(Position annotation records)
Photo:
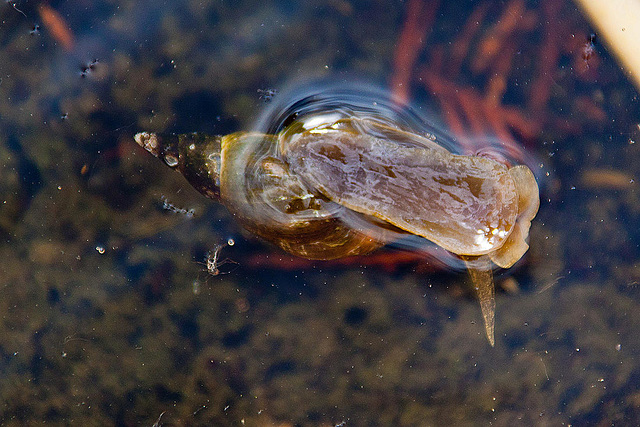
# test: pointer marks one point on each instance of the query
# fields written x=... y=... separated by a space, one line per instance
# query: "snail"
x=327 y=186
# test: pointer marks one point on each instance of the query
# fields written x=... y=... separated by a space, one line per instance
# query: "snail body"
x=333 y=187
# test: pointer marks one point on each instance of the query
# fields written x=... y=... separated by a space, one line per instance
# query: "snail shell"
x=345 y=187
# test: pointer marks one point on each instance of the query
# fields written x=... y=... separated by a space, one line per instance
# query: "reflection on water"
x=118 y=336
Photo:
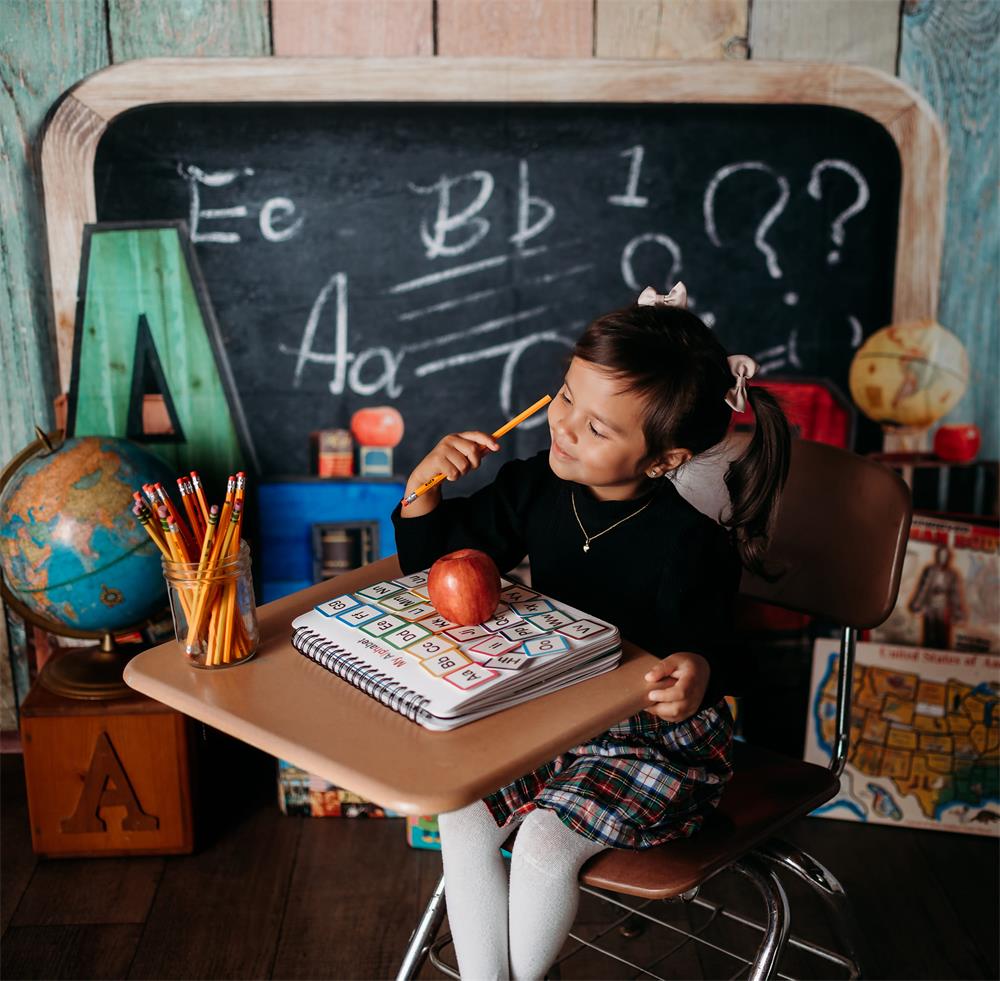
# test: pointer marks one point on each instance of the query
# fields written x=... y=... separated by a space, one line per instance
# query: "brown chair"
x=838 y=550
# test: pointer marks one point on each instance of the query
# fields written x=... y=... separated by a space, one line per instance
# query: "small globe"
x=910 y=374
x=70 y=548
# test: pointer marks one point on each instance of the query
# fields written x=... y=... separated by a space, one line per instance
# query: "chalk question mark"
x=816 y=191
x=663 y=241
x=763 y=227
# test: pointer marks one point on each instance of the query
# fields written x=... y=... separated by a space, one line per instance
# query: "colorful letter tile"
x=332 y=607
x=491 y=645
x=360 y=615
x=429 y=647
x=502 y=620
x=382 y=626
x=582 y=628
x=401 y=601
x=531 y=607
x=510 y=661
x=540 y=646
x=417 y=612
x=437 y=623
x=441 y=664
x=551 y=620
x=517 y=594
x=406 y=635
x=380 y=590
x=470 y=677
x=467 y=633
x=521 y=631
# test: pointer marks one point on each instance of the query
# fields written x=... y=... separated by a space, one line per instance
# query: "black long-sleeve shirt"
x=666 y=577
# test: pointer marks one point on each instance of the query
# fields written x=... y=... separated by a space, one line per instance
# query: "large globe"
x=70 y=548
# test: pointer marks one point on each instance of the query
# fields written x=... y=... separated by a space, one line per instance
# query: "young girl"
x=648 y=388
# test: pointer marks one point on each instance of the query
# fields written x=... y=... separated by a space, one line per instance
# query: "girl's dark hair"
x=677 y=366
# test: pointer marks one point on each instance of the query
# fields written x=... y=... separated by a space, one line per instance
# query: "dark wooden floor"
x=267 y=896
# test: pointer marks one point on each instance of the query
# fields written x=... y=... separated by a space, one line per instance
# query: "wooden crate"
x=106 y=777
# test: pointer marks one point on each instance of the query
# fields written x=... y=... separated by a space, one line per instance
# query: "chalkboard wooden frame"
x=70 y=141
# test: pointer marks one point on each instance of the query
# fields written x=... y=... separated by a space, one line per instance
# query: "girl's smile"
x=596 y=429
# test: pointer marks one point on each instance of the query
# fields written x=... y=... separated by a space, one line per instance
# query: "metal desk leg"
x=423 y=935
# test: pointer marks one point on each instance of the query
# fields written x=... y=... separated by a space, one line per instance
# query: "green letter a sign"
x=144 y=326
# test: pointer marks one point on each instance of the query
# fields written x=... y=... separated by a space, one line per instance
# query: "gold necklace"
x=587 y=539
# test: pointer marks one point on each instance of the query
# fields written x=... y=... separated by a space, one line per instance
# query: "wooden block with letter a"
x=107 y=777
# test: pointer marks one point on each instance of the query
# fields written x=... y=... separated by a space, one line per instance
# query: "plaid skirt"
x=639 y=784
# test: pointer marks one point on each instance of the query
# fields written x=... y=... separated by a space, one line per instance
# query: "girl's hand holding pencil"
x=453 y=457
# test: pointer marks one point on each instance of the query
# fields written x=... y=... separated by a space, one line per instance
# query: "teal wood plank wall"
x=946 y=49
x=950 y=53
x=48 y=46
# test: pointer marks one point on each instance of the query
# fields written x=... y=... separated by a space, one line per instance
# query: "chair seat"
x=767 y=791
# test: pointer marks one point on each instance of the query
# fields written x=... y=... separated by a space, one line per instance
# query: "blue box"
x=289 y=507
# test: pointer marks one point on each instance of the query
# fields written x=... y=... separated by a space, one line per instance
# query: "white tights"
x=510 y=929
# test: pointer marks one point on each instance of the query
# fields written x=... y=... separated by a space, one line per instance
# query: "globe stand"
x=87 y=672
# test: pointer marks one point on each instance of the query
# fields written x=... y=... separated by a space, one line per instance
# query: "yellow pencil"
x=505 y=428
x=206 y=595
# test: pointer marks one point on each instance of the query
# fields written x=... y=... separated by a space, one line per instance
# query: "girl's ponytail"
x=756 y=479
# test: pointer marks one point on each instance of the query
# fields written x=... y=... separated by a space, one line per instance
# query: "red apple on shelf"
x=464 y=586
x=957 y=442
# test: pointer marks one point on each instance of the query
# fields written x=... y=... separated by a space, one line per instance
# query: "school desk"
x=290 y=707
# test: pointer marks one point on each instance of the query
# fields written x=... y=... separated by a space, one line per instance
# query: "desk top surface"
x=286 y=705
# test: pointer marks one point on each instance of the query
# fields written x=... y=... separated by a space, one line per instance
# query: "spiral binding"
x=359 y=673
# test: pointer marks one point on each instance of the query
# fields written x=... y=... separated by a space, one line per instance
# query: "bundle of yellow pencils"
x=204 y=565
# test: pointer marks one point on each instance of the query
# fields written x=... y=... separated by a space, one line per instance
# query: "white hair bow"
x=742 y=367
x=677 y=297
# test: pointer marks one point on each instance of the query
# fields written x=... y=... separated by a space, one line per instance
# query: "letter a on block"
x=143 y=305
x=105 y=768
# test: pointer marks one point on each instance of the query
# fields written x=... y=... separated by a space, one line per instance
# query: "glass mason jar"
x=215 y=616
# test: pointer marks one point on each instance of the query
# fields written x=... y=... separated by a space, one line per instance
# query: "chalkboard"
x=442 y=258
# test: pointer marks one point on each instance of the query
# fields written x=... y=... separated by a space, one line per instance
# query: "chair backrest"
x=840 y=536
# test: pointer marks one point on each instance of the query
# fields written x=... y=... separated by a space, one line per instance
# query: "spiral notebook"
x=389 y=641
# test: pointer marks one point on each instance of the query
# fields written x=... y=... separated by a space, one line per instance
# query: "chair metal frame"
x=759 y=866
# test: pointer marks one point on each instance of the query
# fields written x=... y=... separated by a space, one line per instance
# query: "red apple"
x=957 y=442
x=464 y=586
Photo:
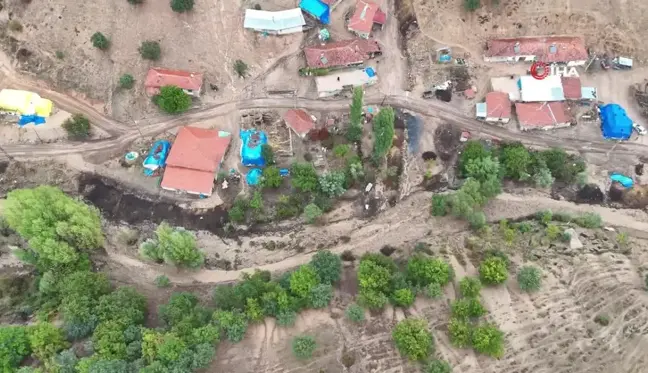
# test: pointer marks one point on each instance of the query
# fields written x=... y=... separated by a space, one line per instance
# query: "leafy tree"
x=55 y=225
x=77 y=127
x=126 y=81
x=413 y=339
x=150 y=50
x=303 y=346
x=304 y=177
x=493 y=271
x=173 y=100
x=529 y=279
x=383 y=128
x=328 y=266
x=100 y=41
x=488 y=340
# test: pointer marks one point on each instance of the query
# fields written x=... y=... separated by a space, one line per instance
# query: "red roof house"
x=341 y=53
x=542 y=115
x=194 y=160
x=547 y=49
x=366 y=14
x=157 y=78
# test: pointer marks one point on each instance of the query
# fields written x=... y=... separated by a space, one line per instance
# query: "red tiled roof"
x=195 y=154
x=568 y=48
x=157 y=78
x=498 y=105
x=540 y=114
x=299 y=121
x=340 y=53
x=571 y=88
x=365 y=15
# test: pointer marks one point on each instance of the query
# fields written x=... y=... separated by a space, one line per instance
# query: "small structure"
x=190 y=82
x=195 y=159
x=318 y=9
x=548 y=49
x=340 y=54
x=542 y=115
x=299 y=122
x=547 y=89
x=508 y=85
x=333 y=84
x=275 y=23
x=615 y=123
x=366 y=14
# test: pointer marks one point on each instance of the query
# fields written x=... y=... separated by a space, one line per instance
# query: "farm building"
x=195 y=159
x=345 y=53
x=157 y=78
x=275 y=23
x=548 y=49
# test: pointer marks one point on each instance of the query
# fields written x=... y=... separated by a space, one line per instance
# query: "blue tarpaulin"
x=316 y=9
x=252 y=143
x=615 y=123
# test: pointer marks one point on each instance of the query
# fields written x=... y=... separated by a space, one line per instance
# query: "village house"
x=569 y=50
x=157 y=78
x=274 y=23
x=340 y=54
x=542 y=115
x=194 y=160
x=365 y=16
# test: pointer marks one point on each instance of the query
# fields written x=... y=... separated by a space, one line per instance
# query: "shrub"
x=126 y=81
x=529 y=279
x=488 y=340
x=100 y=41
x=493 y=271
x=304 y=346
x=413 y=339
x=355 y=313
x=77 y=127
x=150 y=50
x=470 y=287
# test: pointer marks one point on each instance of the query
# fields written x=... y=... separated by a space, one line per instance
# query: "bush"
x=355 y=313
x=77 y=127
x=150 y=50
x=126 y=81
x=493 y=271
x=304 y=346
x=488 y=340
x=100 y=41
x=529 y=279
x=413 y=339
x=470 y=287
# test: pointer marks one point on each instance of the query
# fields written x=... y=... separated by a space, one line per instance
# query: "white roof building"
x=281 y=22
x=541 y=90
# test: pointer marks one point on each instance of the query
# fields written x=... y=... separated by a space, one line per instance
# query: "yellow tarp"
x=25 y=103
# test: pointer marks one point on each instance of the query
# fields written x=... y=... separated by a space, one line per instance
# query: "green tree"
x=55 y=225
x=182 y=6
x=173 y=100
x=77 y=127
x=150 y=50
x=413 y=339
x=303 y=346
x=100 y=41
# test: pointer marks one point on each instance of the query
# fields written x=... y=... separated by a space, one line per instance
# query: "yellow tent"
x=24 y=103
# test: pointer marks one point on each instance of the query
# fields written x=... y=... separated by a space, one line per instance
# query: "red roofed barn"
x=366 y=14
x=194 y=160
x=542 y=115
x=549 y=49
x=157 y=78
x=341 y=53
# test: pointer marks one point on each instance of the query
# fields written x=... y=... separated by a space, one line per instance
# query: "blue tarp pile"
x=615 y=123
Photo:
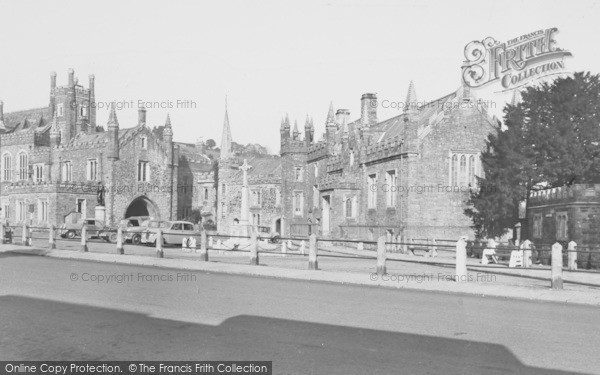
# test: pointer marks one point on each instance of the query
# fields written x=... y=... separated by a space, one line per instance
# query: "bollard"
x=313 y=263
x=572 y=256
x=254 y=247
x=461 y=260
x=381 y=251
x=556 y=266
x=51 y=239
x=84 y=239
x=120 y=249
x=203 y=248
x=24 y=238
x=159 y=250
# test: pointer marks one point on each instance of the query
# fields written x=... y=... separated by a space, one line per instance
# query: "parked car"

TO DO — Locate each line in the rows above that contains the string "spiral", and copy those lines out. Case counts when matching.

REPLY TO THE EXERCISE —
# query: "spiral binding"
# query: "spiral notebook"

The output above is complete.